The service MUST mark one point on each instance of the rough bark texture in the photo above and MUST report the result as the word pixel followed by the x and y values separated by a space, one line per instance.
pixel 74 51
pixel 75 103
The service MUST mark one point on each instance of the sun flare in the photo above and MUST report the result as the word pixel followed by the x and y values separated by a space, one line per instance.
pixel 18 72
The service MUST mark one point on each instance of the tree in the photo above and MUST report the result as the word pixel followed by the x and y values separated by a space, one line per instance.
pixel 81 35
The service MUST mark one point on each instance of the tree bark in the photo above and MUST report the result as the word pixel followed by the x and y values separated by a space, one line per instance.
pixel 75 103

-.-.-

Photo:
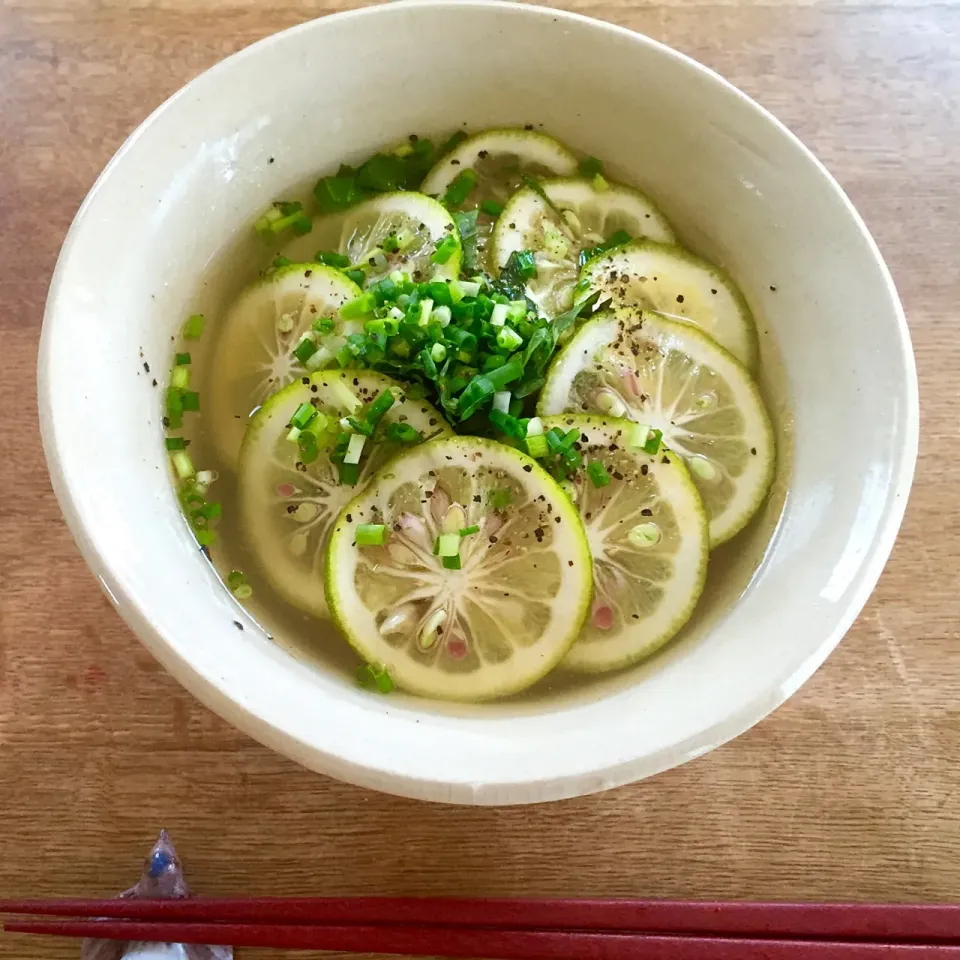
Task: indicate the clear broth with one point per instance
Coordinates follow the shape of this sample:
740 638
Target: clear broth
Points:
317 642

-.-.-

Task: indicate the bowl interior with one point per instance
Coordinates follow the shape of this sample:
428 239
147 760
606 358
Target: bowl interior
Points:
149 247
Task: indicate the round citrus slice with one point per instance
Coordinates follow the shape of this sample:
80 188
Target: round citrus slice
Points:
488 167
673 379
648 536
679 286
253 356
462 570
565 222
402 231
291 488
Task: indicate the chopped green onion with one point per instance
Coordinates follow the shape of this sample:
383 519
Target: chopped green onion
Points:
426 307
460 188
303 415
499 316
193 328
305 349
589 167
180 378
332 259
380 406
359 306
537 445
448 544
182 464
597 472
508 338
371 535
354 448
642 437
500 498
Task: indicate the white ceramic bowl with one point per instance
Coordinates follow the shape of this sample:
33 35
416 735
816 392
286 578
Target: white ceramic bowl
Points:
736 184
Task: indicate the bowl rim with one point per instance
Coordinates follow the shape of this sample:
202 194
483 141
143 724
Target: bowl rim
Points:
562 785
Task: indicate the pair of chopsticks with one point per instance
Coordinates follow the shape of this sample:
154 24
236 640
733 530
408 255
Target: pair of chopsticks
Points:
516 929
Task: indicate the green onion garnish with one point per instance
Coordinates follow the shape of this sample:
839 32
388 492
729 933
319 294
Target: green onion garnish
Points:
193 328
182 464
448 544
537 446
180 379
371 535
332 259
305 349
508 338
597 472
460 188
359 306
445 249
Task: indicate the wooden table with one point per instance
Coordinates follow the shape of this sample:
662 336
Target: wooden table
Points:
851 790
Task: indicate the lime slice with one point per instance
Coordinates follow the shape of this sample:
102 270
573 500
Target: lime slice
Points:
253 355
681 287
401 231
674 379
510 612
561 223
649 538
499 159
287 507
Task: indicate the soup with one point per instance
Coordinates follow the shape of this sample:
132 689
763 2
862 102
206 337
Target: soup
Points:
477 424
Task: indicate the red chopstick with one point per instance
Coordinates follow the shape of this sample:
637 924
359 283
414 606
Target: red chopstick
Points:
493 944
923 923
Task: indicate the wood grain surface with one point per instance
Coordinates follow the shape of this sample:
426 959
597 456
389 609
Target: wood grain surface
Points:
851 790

-.-.-

Aim of the task: Please write out, word for word, the lines above starting at the line containing "of the rough" and ending at the line containing "pixel 81 35", with both of those lines included.

Output of the exercise:
The service MUST mark one point on each instance of the rough bark texture in the photo above and MUST report the result as the word pixel followed by the x and y values separated by a space, one line per instance.
pixel 74 51
pixel 75 103
The service MUST mark one point on each instance of the sun flare in the photo above and MUST report the result as the word pixel followed by the x and y values separated by a space, one line per instance.
pixel 18 72
The service MUST mark one point on each instance of the tree in the photo above and MUST report the result as the word pixel followed by the x and y values separated by a space, one line per instance.
pixel 81 35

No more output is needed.